The high point of our recent vacation was the week we spent in Gatlinburg, TN and the Great Smoky Mountains National Park (GSMNP). The GSMNP has been one of my favorite places since I was a small kid. The first real vacation I remember taking as a family was to Gatlinburg, somewhere around 1970 or so. I was about five and my brother was three. I've got a picture somewhere of my Mom with my brother and I riding up the Sky Lift in Gatlinburg. Back then, Gatlinburg was a sleepy little mountain town where the old men sat on rocking chairs outside the Drug Store. It was, in a word, quaint. And it has always felt like home to me.
We went back to Gatlinburg about every couple years as a kid, and I've seen the town grow and change over the years. But it's hemmed in by the mountains on all sides, so there have always been naturally merciful limits to how big Gatlinburg could grow. Which of course, explains the explosion in Pigeon Forge over the last 20 years. And while many people prefer that, I've always preferred to stay in Gatlinburg, because in spite of the growth and commercialization and throngs of tourists, it still feels like a small mountain town.

---

● **Required work**
A: Print the portion of the Gatlinburg passage between "The high point" and "home to me.", inclusive, without changing any wording.
B: In the Gatlinburg passage, what has put natural limits on how big Gatlinburg could grow?

---

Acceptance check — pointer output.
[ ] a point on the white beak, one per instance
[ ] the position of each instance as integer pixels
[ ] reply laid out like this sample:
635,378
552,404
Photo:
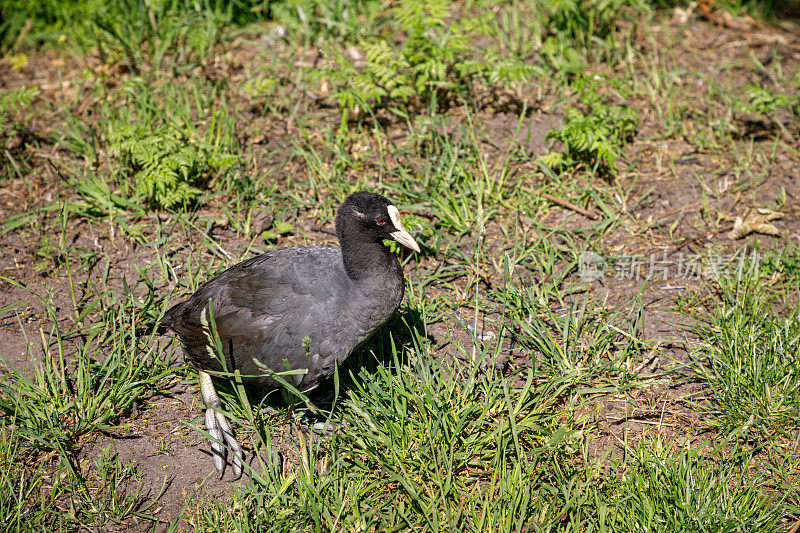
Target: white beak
401,235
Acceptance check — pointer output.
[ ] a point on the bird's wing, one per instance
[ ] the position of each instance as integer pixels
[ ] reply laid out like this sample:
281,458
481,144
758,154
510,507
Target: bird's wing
280,308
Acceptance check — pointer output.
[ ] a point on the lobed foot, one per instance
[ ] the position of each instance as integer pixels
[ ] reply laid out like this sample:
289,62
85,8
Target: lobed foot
222,437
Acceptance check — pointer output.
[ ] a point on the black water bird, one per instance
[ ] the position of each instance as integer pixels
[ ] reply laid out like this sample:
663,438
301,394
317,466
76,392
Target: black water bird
304,308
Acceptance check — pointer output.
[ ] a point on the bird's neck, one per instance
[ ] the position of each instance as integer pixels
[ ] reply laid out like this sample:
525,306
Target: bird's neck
364,260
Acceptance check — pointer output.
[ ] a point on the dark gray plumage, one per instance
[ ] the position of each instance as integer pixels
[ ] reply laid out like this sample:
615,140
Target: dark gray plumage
269,307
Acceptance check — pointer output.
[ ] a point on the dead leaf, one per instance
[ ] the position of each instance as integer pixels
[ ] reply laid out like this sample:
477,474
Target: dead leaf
755,221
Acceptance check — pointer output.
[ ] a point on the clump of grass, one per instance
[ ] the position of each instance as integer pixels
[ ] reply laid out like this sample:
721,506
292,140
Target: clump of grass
594,137
420,446
434,64
167,143
74,391
749,362
662,491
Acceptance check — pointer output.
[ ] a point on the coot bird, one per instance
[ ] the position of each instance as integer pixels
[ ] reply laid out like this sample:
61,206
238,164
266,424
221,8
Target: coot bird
305,308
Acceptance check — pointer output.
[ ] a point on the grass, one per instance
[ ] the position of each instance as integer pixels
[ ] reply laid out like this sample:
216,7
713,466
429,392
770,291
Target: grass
146,146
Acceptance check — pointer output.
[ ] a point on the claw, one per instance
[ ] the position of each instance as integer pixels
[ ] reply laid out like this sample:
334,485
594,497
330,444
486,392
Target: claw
219,429
217,449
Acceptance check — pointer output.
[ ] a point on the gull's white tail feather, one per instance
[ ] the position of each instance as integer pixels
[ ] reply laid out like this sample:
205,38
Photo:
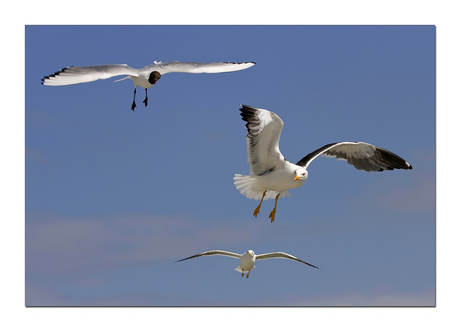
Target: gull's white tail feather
241,270
251,188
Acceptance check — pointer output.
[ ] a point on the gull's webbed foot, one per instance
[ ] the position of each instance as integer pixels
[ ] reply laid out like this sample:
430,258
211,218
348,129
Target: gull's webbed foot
272,214
256,211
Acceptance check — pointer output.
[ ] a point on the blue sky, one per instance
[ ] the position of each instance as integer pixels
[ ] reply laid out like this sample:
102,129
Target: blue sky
114,197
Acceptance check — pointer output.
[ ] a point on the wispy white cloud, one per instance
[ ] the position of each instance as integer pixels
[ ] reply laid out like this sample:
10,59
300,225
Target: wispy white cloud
58,244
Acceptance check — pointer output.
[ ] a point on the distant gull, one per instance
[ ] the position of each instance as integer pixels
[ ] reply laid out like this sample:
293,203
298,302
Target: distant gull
145,77
248,259
271,175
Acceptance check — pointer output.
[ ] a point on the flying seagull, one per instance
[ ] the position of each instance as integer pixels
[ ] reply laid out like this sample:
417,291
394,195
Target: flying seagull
271,175
145,77
248,259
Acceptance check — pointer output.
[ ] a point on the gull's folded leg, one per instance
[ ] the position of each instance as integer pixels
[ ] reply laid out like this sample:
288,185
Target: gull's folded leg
257,210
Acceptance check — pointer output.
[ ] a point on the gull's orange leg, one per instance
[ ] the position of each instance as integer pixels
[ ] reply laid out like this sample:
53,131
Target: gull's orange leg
257,210
272,214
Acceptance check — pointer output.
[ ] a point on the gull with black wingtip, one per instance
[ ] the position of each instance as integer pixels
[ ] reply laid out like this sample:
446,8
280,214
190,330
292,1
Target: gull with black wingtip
271,175
145,77
249,258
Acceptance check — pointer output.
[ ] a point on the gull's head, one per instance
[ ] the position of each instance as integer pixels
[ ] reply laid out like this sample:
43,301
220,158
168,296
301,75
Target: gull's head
300,175
154,76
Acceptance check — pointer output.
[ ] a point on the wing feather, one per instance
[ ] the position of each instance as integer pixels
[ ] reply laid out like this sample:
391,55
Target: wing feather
77,75
264,131
198,68
362,156
282,256
214,252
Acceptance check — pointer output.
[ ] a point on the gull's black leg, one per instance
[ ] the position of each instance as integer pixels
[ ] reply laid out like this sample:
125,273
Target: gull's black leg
146,98
134,100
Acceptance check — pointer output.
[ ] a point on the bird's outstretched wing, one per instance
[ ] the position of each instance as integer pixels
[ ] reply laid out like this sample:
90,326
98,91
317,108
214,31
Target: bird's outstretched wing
197,68
362,156
264,131
214,252
282,256
77,75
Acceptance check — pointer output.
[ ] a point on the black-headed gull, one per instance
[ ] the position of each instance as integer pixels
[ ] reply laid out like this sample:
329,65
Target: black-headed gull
271,175
145,77
248,259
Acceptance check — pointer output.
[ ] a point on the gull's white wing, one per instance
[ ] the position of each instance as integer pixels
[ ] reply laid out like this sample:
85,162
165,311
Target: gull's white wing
214,252
362,156
197,68
281,255
264,131
77,75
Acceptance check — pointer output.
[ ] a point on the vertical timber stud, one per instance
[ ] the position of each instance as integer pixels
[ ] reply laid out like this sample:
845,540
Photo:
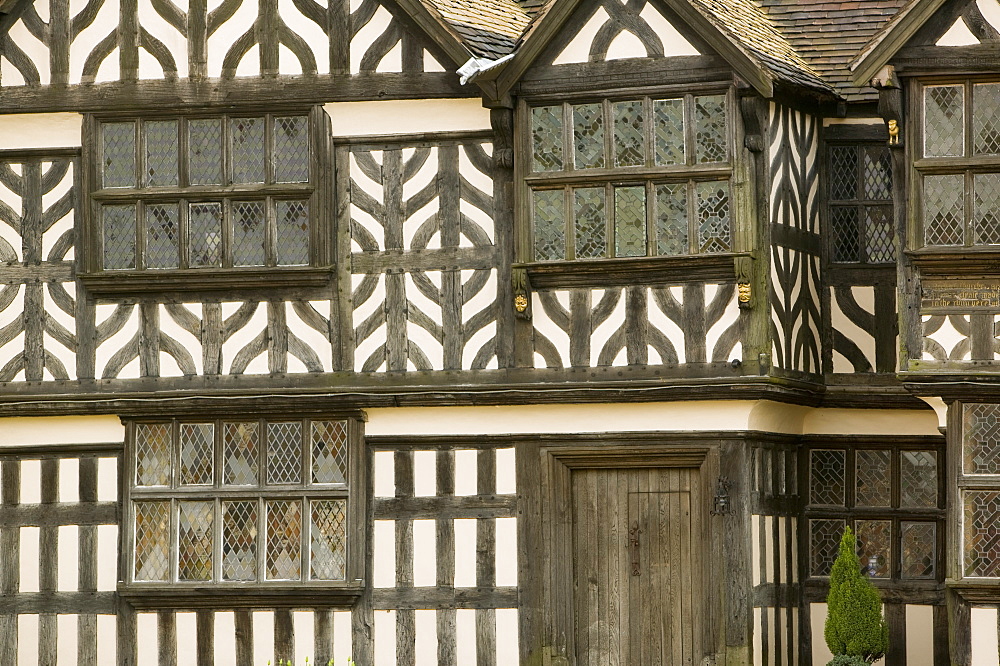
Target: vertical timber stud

---

● **Expected results**
A:
The high point of our recent vacation was the week we spent in Gatlinburg, TN and the Great Smoky Mountains National Park (GSMNP). The GSMNP has been one of my favorite places since I was a small kid. The first real vacation I remember taking as a family was to Gatlinburg, somewhere around 1970 or so. I was about five and my brother was three. I've got a picture somewhere of my Mom with my brother and I riding up the Sky Lift in Gatlinburg. Back then, Gatlinburg was a sleepy little mountain town where the old men sat on rocking chairs outside the Drug Store. It was, in a word, quaint. And it has always felt like home to me.

B: The town is hemmed in by the mountains on all sides.